───── Excerpted records

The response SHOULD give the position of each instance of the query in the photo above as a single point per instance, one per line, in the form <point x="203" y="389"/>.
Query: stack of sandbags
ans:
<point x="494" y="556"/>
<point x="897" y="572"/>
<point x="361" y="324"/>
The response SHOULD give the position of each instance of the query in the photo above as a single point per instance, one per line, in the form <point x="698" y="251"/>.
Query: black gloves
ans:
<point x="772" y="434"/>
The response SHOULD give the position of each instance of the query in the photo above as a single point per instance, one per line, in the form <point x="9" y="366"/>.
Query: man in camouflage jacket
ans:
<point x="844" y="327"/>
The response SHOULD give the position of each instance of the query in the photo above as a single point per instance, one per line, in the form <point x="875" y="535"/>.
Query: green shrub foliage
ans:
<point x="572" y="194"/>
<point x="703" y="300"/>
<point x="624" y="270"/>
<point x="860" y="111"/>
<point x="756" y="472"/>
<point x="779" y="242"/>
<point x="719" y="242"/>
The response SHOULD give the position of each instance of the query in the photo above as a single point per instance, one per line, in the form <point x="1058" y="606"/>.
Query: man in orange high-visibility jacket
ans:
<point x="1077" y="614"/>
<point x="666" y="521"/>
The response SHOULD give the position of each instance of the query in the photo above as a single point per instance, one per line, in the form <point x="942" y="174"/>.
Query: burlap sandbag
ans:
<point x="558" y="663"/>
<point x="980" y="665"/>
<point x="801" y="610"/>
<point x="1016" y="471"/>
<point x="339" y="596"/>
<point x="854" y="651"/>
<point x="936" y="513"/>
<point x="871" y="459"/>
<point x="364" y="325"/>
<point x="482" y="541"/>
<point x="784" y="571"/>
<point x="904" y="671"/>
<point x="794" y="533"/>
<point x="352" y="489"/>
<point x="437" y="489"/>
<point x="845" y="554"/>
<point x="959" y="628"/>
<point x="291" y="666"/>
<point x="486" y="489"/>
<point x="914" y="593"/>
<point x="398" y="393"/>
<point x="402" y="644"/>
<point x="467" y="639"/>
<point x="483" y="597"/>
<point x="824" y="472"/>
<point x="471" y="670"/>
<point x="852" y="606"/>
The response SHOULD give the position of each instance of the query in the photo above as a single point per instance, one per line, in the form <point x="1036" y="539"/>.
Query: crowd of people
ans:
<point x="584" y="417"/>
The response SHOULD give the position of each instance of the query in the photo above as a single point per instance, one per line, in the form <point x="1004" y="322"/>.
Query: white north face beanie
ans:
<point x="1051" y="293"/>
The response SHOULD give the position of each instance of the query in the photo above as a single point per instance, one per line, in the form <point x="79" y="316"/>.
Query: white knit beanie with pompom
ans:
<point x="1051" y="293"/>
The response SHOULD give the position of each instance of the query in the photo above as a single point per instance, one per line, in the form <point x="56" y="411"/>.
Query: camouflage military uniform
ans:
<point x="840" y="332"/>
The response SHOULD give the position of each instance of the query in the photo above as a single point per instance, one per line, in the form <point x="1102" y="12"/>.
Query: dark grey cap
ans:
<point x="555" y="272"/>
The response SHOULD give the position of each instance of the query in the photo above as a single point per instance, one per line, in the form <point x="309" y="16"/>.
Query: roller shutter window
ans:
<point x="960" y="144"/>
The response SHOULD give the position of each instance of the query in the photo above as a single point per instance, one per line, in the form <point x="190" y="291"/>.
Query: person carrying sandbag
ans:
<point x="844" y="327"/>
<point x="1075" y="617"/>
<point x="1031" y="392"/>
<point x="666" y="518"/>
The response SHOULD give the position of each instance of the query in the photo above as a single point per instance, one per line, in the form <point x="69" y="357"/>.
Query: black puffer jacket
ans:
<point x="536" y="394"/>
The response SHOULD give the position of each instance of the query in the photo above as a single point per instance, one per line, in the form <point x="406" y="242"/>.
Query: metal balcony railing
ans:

──────────

| Task objective |
Gather every line in the rows above that contains the word "beanie", and copy each one unchanged.

| Answer in full |
Query: white north face beanie
Query: white knit beanie with pompom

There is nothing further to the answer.